WHAT THE TASK REQUIRES: Copy out all of the material below word for word, omitting the pictures.

INFORMATION SUPPLIED:
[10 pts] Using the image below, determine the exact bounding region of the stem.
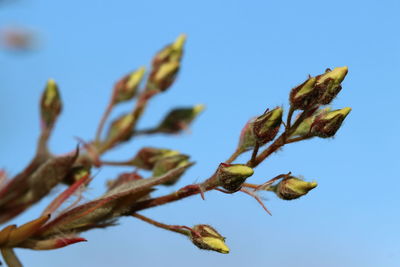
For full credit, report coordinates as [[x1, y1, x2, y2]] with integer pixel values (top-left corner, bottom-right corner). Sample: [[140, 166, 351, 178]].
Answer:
[[250, 142, 260, 164], [133, 127, 159, 136], [286, 106, 295, 130], [132, 213, 192, 236], [285, 135, 312, 144], [95, 100, 114, 143], [1, 248, 22, 267], [225, 148, 243, 164]]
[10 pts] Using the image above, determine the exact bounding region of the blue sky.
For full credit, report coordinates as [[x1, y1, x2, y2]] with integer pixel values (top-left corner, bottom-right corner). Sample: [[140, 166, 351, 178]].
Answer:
[[0, 0, 400, 267]]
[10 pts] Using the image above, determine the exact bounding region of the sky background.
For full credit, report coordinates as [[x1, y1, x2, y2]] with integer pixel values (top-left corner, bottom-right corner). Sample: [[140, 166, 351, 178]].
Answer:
[[0, 0, 400, 267]]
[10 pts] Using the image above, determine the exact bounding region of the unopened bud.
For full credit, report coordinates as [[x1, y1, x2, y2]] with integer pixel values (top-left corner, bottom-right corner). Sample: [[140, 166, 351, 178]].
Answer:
[[311, 108, 351, 138], [130, 147, 179, 170], [157, 105, 204, 133], [315, 66, 348, 105], [291, 107, 331, 136], [113, 67, 145, 104], [289, 77, 319, 110], [149, 61, 180, 91], [152, 34, 186, 68], [253, 107, 283, 145], [105, 113, 135, 147], [216, 163, 254, 192], [40, 79, 62, 128], [147, 35, 186, 92], [153, 154, 189, 185], [190, 224, 229, 254], [273, 176, 318, 200]]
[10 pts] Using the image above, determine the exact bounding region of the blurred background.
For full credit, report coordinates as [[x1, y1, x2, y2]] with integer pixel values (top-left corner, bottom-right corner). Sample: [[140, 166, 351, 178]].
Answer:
[[0, 0, 400, 267]]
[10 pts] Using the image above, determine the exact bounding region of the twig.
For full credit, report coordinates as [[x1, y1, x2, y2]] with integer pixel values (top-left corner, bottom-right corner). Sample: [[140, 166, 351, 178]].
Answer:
[[132, 213, 192, 236]]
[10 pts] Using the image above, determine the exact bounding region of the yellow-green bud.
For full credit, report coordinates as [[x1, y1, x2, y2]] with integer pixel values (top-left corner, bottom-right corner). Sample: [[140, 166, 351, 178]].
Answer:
[[190, 224, 229, 254], [40, 79, 62, 128], [289, 77, 319, 110], [157, 105, 204, 133], [253, 107, 283, 145], [315, 66, 348, 105], [273, 176, 318, 200], [216, 163, 254, 192], [153, 154, 189, 185], [291, 107, 331, 136], [311, 107, 351, 138], [150, 61, 180, 91], [113, 67, 145, 104]]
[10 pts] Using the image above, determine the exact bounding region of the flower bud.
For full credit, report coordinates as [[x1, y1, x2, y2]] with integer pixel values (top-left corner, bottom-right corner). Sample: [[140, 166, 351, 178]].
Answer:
[[113, 67, 145, 104], [153, 154, 189, 185], [150, 61, 180, 92], [157, 105, 204, 133], [315, 66, 348, 105], [291, 107, 331, 136], [253, 107, 283, 145], [40, 79, 62, 128], [190, 224, 229, 254], [272, 176, 318, 200], [216, 163, 254, 193], [289, 77, 319, 110], [105, 113, 135, 147], [130, 147, 179, 170], [311, 108, 351, 138], [147, 35, 186, 92], [152, 34, 186, 68]]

WORKED SOLUTION:
[10 pts] Using the image below, determine the exact bounding region of the stem.
For full credit, report coordinates as [[x1, y1, x2, y2]] with integer pixel values (top-left corner, bottom-right corner). Sample: [[140, 166, 351, 178]].
Answer:
[[250, 142, 260, 164], [133, 127, 159, 136], [286, 106, 295, 130], [132, 213, 192, 236], [285, 135, 312, 144], [95, 100, 114, 143], [1, 248, 22, 267], [225, 148, 243, 164]]
[10 pts] Using the image above, determine the exact bounding region of the blue sky.
For full credit, report coordinates as [[x1, y1, x2, y2]] with integer pixel values (top-left corner, bottom-right corner). Sample: [[140, 166, 351, 178]].
Answer:
[[0, 0, 400, 267]]
[10 pts] Using the image above, determine the exact bounding region of the sky background.
For full credit, report coordinates as [[x1, y1, x2, y2]] with integer pixel values (top-left corner, bottom-right corner). Sample: [[140, 166, 351, 178]].
Answer:
[[0, 0, 400, 267]]
[10 pts] Using the image above, determine the exact bounding region of the unopened bud.
For full credit, report coordinates as [[x1, y1, x2, y2]] with integer pixel values (top-left corner, bottom-right corner). Sample: [[140, 166, 351, 178]].
Answer:
[[311, 108, 351, 138], [130, 147, 179, 170], [157, 105, 204, 133], [315, 66, 348, 105], [291, 107, 331, 136], [113, 67, 145, 104], [289, 77, 319, 110], [149, 61, 180, 91], [152, 34, 186, 68], [253, 107, 283, 145], [105, 113, 135, 147], [216, 163, 254, 192], [40, 79, 62, 128], [147, 35, 186, 92], [153, 154, 189, 185], [190, 224, 229, 254], [273, 176, 318, 200]]
[10 pts] Using the image above, determine the exact bounding region of the blurred background.
For full credit, report coordinates as [[x1, y1, x2, y2]] with integer pixel values (top-left corner, bottom-right corner). Sample: [[140, 166, 351, 178]].
Answer:
[[0, 0, 400, 267]]
[10 pts] Using the image above, determine the exact bounding region of the twig.
For full credit, report coordinates as [[x1, y1, x2, y2]] with integer pixel values (top-left corner, bottom-right corner). Sample: [[140, 166, 351, 178]].
Answer:
[[132, 213, 192, 236]]
[10 pts] Using the image above, determine the exact bounding region of the yellow-green bud.
For full credit, report coordinates as [[x1, y1, x2, y2]] with integer pixel values (top-left corner, bottom-right corner). Sample: [[140, 166, 351, 178]].
Answer:
[[190, 224, 229, 254], [40, 79, 62, 128], [289, 77, 319, 110], [157, 105, 204, 133], [253, 107, 283, 145], [315, 66, 348, 105], [273, 176, 318, 200], [216, 163, 254, 192], [153, 154, 189, 185], [291, 107, 331, 136], [311, 107, 351, 138], [150, 61, 180, 91], [113, 67, 145, 104]]
[10 pts] Using the image above, determine the exact bounding region of the flower bud.
For full credit, report coordinates as [[x1, y1, x2, y2]] with integer pixel values (top-left corner, bottom-right corner). Sample: [[140, 166, 351, 178]].
Answer:
[[113, 67, 145, 104], [153, 154, 189, 185], [150, 61, 180, 92], [157, 105, 204, 133], [315, 66, 348, 105], [291, 107, 331, 136], [253, 107, 283, 145], [40, 79, 62, 128], [190, 224, 229, 254], [272, 176, 318, 200], [216, 163, 254, 193], [289, 77, 319, 110], [105, 113, 135, 147], [130, 147, 179, 170], [311, 108, 351, 138], [147, 35, 186, 92], [152, 34, 186, 68]]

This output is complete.